**Your objective**
Down to the last line, retype each line of the entries exactly, starting with the one that contains "Expected: for every instance of the low".

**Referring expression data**
══════

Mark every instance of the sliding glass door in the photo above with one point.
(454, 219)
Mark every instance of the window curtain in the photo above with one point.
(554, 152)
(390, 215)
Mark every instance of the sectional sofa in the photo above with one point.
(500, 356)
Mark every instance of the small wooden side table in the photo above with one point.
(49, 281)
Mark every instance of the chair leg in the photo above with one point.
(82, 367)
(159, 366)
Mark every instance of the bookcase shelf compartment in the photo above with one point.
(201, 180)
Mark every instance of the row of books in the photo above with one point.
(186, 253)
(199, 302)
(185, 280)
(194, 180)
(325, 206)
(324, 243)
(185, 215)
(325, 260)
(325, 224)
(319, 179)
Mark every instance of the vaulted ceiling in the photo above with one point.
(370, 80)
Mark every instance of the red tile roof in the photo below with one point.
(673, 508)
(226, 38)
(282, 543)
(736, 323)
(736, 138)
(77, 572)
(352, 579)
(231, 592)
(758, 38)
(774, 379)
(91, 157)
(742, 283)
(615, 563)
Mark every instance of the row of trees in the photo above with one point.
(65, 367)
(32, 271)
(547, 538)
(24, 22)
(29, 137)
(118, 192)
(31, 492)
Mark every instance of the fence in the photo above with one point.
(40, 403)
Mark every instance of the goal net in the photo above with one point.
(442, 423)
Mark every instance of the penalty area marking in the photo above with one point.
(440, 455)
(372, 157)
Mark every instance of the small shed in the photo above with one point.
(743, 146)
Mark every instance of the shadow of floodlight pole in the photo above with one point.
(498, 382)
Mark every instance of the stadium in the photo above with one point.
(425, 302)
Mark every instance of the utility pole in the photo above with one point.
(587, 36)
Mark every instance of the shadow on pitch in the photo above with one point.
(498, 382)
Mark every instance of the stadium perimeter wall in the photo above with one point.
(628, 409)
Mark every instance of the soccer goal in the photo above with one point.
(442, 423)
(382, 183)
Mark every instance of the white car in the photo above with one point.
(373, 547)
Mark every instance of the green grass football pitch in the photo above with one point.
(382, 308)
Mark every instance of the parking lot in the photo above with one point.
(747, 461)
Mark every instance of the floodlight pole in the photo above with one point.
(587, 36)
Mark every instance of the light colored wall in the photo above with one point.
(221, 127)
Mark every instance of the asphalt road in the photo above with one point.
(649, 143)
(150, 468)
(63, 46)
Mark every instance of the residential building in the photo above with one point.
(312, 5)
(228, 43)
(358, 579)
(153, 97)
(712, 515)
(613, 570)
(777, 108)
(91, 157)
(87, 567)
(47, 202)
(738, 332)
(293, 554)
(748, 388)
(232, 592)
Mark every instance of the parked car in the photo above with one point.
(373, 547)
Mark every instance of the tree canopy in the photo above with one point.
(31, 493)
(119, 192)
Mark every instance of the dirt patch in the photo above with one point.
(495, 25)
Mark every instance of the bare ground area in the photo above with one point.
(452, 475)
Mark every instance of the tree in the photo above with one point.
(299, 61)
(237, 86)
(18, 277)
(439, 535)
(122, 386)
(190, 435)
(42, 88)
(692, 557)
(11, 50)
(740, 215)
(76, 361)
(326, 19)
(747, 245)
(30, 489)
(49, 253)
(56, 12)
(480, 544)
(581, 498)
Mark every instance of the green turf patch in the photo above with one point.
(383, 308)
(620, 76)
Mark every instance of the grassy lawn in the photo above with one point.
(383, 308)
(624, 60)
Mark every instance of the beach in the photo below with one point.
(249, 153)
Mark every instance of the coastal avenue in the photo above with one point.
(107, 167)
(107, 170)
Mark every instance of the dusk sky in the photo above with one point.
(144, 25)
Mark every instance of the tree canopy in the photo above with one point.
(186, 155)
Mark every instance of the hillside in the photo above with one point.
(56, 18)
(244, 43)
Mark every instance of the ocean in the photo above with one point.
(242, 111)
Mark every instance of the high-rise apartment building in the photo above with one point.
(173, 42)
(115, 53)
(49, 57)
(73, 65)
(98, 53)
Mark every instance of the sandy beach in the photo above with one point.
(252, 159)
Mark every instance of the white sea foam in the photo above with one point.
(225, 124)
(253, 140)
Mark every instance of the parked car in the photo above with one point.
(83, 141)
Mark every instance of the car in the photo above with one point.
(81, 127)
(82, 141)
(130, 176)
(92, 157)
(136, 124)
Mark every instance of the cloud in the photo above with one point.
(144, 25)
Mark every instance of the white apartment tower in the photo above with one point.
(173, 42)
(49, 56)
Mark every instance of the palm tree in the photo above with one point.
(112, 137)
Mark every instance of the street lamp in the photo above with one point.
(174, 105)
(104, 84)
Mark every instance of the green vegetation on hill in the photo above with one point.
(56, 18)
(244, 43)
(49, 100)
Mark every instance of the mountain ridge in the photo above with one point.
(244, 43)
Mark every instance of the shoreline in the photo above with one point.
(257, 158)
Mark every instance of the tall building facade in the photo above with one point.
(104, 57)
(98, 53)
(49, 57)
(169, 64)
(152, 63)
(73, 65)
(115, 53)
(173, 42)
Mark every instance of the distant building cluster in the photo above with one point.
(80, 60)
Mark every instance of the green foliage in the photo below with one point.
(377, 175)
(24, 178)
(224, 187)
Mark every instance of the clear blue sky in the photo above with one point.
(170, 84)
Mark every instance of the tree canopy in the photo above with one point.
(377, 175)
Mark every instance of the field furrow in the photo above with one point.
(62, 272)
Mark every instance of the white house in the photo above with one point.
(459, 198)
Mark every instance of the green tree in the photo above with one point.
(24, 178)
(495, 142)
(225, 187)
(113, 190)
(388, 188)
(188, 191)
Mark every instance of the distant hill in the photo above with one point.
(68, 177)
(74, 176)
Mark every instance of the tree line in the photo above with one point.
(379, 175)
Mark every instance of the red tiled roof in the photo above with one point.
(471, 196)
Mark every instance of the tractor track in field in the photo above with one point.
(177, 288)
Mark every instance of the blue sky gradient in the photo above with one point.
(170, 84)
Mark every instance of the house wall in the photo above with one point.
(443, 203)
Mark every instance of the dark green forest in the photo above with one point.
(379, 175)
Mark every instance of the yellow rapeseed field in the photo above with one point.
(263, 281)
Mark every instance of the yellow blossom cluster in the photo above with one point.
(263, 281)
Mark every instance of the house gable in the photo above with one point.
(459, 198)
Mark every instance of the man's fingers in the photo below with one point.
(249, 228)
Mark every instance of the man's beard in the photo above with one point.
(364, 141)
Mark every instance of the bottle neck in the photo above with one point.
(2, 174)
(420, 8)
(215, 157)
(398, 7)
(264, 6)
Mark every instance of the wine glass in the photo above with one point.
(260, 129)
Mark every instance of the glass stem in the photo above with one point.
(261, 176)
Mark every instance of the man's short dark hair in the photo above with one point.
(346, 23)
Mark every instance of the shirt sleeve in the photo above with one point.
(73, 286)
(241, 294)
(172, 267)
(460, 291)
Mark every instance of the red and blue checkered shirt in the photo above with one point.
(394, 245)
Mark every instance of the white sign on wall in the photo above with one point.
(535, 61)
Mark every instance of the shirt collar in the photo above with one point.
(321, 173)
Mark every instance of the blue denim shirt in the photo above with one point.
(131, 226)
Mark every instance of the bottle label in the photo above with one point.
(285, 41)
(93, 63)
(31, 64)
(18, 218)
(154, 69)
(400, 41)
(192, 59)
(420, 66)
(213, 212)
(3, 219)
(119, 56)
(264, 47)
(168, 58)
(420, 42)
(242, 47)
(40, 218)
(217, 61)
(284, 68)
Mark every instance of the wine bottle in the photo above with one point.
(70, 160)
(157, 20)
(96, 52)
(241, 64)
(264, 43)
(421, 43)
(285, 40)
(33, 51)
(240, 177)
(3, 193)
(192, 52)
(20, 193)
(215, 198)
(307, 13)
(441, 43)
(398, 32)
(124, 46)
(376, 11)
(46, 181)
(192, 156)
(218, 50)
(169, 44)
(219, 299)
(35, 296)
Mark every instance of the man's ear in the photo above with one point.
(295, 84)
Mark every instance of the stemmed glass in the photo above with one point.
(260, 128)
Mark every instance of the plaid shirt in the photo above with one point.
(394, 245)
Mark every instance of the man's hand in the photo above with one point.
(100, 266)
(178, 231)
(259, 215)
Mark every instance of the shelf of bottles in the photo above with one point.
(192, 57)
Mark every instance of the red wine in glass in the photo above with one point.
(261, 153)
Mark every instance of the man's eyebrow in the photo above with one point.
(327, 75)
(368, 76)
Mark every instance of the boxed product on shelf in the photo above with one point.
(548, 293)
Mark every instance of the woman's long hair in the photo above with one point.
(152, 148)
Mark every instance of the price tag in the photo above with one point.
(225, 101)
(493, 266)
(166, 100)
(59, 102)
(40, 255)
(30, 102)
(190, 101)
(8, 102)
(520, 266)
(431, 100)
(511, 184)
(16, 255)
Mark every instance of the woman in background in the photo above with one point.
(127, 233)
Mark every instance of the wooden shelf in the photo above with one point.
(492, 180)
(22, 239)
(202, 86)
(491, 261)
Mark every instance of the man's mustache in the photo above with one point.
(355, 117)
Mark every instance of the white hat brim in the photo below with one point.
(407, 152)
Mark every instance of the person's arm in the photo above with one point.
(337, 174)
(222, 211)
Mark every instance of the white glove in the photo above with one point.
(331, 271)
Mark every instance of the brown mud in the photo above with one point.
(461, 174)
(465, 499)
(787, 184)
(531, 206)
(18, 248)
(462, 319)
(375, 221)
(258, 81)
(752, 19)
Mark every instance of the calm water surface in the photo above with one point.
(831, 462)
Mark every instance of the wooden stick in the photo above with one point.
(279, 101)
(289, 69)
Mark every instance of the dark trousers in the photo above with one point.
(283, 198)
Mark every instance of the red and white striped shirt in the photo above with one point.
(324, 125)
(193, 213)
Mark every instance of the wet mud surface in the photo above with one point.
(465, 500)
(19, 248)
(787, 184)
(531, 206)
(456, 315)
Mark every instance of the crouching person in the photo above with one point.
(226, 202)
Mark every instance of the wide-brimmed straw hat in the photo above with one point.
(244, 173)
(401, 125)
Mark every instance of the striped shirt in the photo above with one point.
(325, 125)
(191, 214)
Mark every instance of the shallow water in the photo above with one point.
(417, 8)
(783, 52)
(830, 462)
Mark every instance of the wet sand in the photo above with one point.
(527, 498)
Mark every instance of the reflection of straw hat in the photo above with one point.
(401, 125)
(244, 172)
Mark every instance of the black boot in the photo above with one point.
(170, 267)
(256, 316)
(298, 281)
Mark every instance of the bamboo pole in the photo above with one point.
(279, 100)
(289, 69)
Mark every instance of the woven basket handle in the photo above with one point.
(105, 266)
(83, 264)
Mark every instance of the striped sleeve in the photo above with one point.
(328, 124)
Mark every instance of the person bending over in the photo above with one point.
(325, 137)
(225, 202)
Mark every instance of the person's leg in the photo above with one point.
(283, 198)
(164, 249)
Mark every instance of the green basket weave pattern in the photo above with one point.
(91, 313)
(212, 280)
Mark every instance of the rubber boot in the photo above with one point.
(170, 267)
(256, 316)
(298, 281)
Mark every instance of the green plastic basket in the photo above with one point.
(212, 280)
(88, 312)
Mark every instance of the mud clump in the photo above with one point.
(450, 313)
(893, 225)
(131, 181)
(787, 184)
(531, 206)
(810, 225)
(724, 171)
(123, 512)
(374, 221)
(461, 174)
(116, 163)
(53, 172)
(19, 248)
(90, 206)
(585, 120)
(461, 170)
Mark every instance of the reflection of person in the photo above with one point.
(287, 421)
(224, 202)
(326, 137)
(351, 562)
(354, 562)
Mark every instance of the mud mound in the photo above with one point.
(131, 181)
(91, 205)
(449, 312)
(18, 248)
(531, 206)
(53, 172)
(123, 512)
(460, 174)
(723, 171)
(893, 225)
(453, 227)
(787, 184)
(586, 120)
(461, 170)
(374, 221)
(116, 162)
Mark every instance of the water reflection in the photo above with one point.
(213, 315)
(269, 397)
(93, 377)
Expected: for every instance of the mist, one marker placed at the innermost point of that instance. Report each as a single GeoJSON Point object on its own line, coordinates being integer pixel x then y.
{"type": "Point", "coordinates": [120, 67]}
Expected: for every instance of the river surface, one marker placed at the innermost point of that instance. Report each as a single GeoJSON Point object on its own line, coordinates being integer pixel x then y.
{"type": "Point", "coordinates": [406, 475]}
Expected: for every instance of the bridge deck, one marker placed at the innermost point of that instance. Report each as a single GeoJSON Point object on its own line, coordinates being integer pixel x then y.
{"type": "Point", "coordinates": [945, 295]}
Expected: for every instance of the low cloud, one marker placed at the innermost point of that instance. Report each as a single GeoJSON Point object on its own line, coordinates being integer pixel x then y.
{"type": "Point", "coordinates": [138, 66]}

══════

**Output of the task**
Expected: for every instance of the low cloud, one marker placed at the innermost point of that instance. Report each as a single GeoJSON Point object on its own line, coordinates being integer pixel x then y.
{"type": "Point", "coordinates": [138, 66]}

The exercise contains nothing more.